[Source data]
_ _ _ _ _ _ _

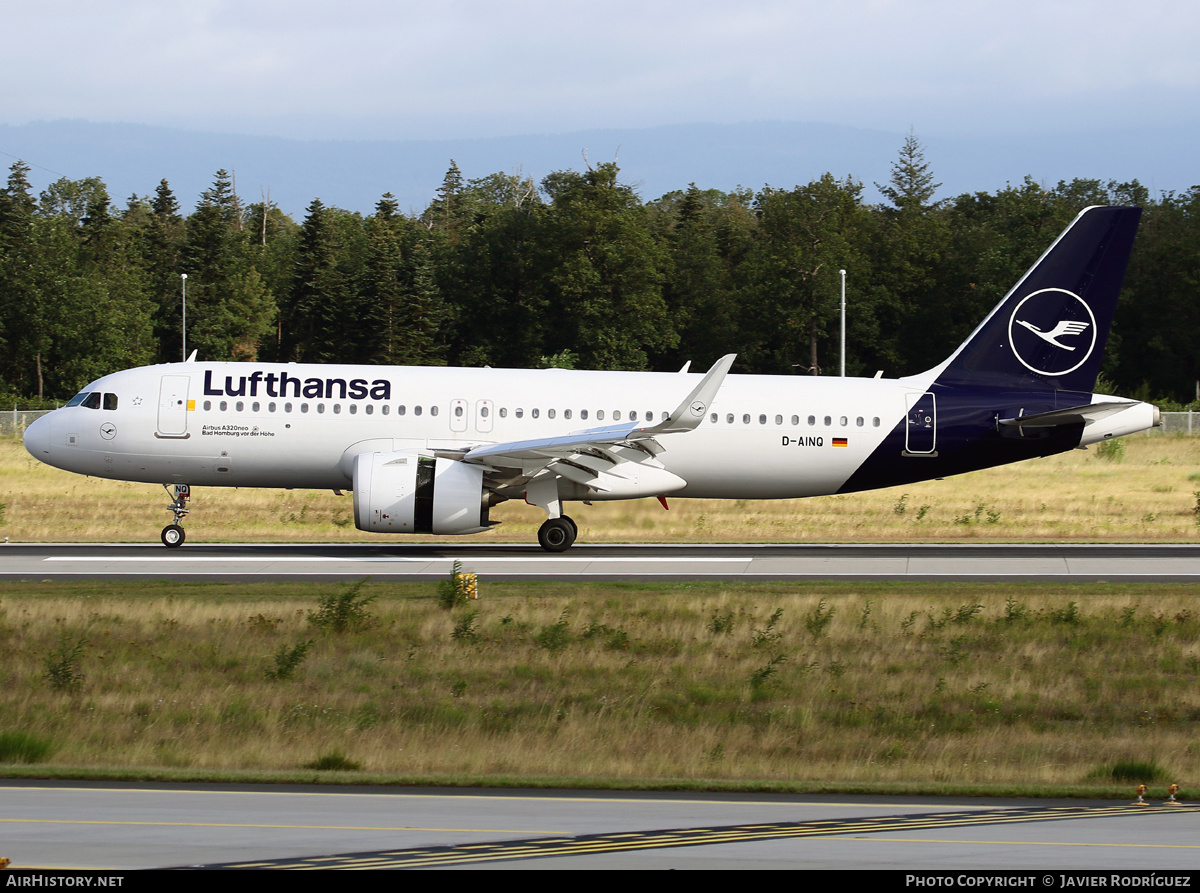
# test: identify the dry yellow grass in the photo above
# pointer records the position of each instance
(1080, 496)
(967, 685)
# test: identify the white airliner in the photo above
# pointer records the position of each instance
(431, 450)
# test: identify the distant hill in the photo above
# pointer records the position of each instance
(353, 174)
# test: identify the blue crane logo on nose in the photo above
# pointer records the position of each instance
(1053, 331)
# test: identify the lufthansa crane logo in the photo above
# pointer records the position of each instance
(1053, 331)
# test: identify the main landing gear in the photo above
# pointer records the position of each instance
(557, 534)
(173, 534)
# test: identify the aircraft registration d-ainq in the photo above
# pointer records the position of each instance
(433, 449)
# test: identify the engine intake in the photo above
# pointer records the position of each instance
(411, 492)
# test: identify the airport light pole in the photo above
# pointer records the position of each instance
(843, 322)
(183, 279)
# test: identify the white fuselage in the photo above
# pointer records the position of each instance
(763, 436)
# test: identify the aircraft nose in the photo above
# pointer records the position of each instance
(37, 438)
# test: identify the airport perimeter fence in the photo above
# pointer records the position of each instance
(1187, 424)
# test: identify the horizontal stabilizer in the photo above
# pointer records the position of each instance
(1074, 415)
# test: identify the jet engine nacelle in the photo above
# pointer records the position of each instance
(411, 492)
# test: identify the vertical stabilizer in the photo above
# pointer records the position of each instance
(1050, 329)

_ _ _ _ _ _ _

In repeating the entries, exclude the pictures and alter nothing else.

**EXERCISE RESULT:**
# test: identify the dry yellow grass in the photo above
# pointer records the position of each instance
(1080, 496)
(967, 685)
# test: identify the white airliner in the photo above
# pointer records the position of each instance
(431, 450)
# test: identify the distant hill in the photo above
# pointer records the position of each instance
(353, 174)
# test: identify the blue crane logo on nose in the photo above
# pointer records the position of each instance
(1053, 331)
# test: identify the lufthansa crane logo in the photo above
# pointer records the position of each instance
(1053, 331)
# test: identify the main landing gear in the photo above
# pointer records the position of each instance
(557, 534)
(173, 534)
# test: identify the aircraft registration d-ainq in the photo above
# pointer records the position of each instance
(433, 449)
# test: identify the engine intake in the photo above
# pointer records the position of each instance
(411, 492)
# test: identify the airport light pole in the photo above
# pointer records the position of each instance
(843, 322)
(183, 279)
# test: identify the white fuselage in the photo above
# pointer records the position of each instance
(763, 436)
# test: identify the aircraft nose in the photo above
# pointer records the position of each instance
(37, 438)
# test: identify the airport perimeter fence in the photo above
# pointer records the position of each instance
(1187, 424)
# test: identify the horizontal stabilizer in the photo above
# pointer records the position of each instance
(1074, 415)
# test: identify the jet engine nacelle in the photo above
# pointer records the position of each instance
(411, 492)
# test: identify the vertical stabilizer in the photo above
# pointer records the position of each instance
(1050, 329)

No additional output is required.